WHAT IS BEING ASKED:
Set every entry down again, unchanged, picture-free.

SOURCE INFORMATION:
=-=-=-=-=

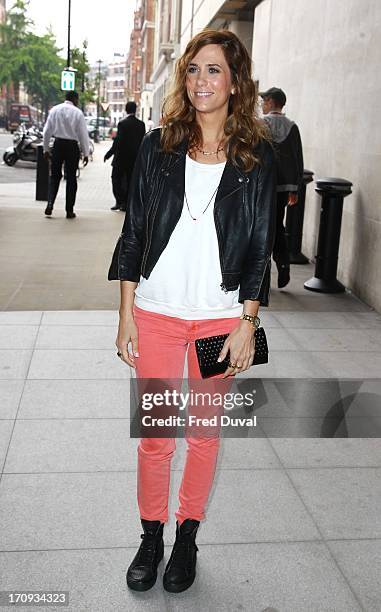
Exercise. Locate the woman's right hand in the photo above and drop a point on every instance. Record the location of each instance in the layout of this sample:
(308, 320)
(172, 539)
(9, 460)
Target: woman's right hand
(127, 332)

=-=-=-=-=

EXERCISE RESULT:
Exercise. Locate the woman's right hand in the photo above and drop a point on every instance. Record the location of each instance in the layout of this sample:
(308, 320)
(172, 539)
(9, 460)
Target: woman's right hand
(127, 332)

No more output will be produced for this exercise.